## Excerpt
— begin —

Man Over Board - no, this was not a drill

30 minutes have passed since the last VHF communication and I still feel the tears starting to flood my eyes, my stomach a small ball. This was not a drill, this was a real Man Over Board incident close enough for us to hear it all morning but far enough for us not being able to assist, especially given the recurrent engine problem that we were trying to solve at sea.

It was late morning, maybe around 10.30 when the first message came in, we were already dealing with the usual problem of dropping RPMs and if we had not been dealing with it at the time we would have probably missed it given the numerous Pan Pan messages from Tarifa Traffic Radio regarding adrift rafts with illegal immigrants in the Gibraltar Strait area but this one was different, it had coordinates and the person was clearly in distress.

The coordinates were reasonably close, enough to capture my full attention since I'm the one filling the log book.

The message wasn't clear, a lot of background noise, a strong accent in limited English and a clearly distressed person.

We waited for the repeat

Pan Pan, Pan Pan, Pan Pan

Motor vessel Anne I

Man Over Board

Longitude 0 3 4 degrees 3 8 minutes 2 seconds North

Latitude 0 1 2 degrees 4 3 minutes 3 seconds West

It took several repeats to get the full coordinates and vessel name right but the emergency message was pretty clear a man had fallen from a cargo ship and they couldn't see him.

Our hearts shrank, there was nothing we could do to help we were a day away and we were at the moment with a dead engine. On our thoughts was that at least the sea and wind conditions that were causing us difficulties would be the best chance for the victim. Little swell, no waves, calm seas and winds that blew at best 7 knots.

We were having difficulties with this forecast, light winds on the nose we couldn't head north, so we were battling with our engine to try and get closer to shore.

— end —

## Goals
(A) Translate this sentence from the man-overboard account into Spanish: "The coordinates were reasonably close, enough to capture my full attention since I'm the one filling the log book."
(B) Reproduce the man-overboard account word for word, from "30 minutes have" to "solve at sea.".

## Supplied material
— begin —

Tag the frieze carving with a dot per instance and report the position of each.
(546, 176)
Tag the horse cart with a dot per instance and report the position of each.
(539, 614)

— end —

## Answers in order
(A) Las coordenadas estaban razonablemente cerca, lo suficiente como para captar toda mi atención, ya que soy yo quien lleva el cuaderno de bitácora.

(B)
30 minutes have passed since the last VHF communication and I still feel the tears starting to flood my eyes, my stomach a small ball. This was not a drill, this was a real Man Over Board incident close enough for us to hear it all morning but far enough for us not being able to assist, especially given the recurrent engine problem that we were trying to solve at sea.